Dataset rows

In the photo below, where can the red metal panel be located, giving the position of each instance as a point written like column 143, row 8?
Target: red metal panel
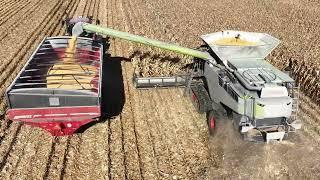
column 58, row 121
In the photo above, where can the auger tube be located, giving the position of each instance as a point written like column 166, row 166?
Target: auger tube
column 146, row 41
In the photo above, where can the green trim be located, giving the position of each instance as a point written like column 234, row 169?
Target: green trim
column 146, row 41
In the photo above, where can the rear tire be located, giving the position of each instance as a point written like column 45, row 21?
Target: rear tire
column 211, row 121
column 200, row 98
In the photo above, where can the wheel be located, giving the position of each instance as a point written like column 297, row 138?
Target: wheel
column 211, row 121
column 200, row 98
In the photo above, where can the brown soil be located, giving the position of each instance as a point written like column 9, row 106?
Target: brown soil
column 158, row 134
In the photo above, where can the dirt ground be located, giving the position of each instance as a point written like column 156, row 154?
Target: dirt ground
column 158, row 134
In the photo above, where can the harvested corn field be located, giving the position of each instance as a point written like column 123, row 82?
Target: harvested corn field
column 157, row 133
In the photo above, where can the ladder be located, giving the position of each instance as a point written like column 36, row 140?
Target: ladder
column 294, row 93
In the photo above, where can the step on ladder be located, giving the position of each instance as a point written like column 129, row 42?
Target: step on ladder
column 294, row 93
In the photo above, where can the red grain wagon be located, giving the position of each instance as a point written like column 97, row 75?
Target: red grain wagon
column 57, row 94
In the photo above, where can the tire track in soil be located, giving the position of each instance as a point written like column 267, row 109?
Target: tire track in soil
column 130, row 146
column 37, row 34
column 8, row 143
column 135, row 19
column 170, row 128
column 3, row 3
column 132, row 161
column 25, row 56
column 16, row 21
column 164, row 161
column 53, row 26
column 20, row 152
column 30, row 153
column 57, row 166
column 9, row 5
column 193, row 141
column 147, row 162
column 117, row 156
column 91, row 148
column 13, row 66
column 13, row 11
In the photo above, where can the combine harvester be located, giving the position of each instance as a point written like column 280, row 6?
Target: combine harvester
column 230, row 73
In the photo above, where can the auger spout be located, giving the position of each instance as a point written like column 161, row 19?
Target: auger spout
column 145, row 41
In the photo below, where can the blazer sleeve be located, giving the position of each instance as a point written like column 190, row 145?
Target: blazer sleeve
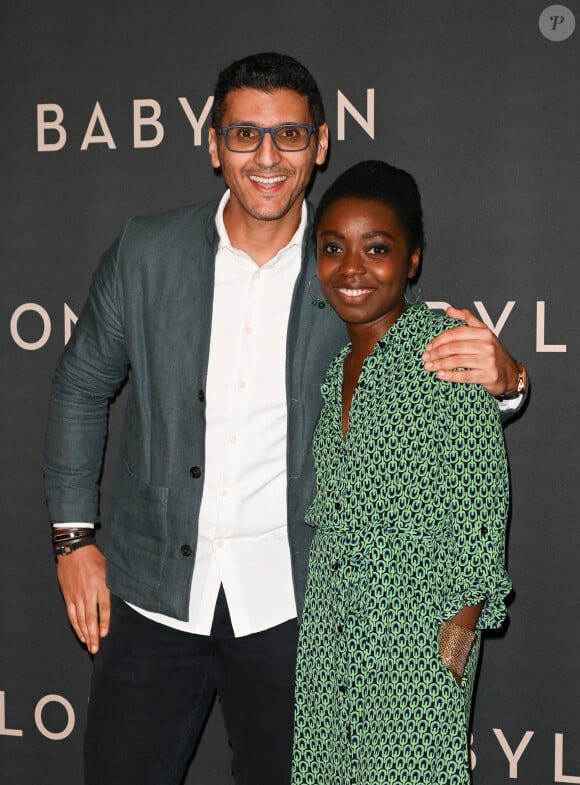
column 90, row 373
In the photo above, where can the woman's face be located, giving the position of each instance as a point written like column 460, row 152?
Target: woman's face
column 364, row 262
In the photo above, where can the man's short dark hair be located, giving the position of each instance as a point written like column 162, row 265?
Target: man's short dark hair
column 267, row 71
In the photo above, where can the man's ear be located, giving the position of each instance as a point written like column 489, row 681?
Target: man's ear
column 322, row 144
column 212, row 148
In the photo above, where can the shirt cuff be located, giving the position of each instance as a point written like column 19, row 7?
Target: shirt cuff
column 511, row 404
column 74, row 525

» **WRITTEN INSTRUCTION**
Rewrite the listing lines between the line holding "In the photo above, where can the auger spout" and the line holding "column 145, row 41", inclusive, changing "auger spout" to "grain spout" and leaving all else unchanged. Output only those lines.

» **RESPONSE TO THIS EXERCISE**
In the photo above, where can the grain spout be located, giving the position of each instance as a point written like column 161, row 19?
Target: grain spout
column 145, row 41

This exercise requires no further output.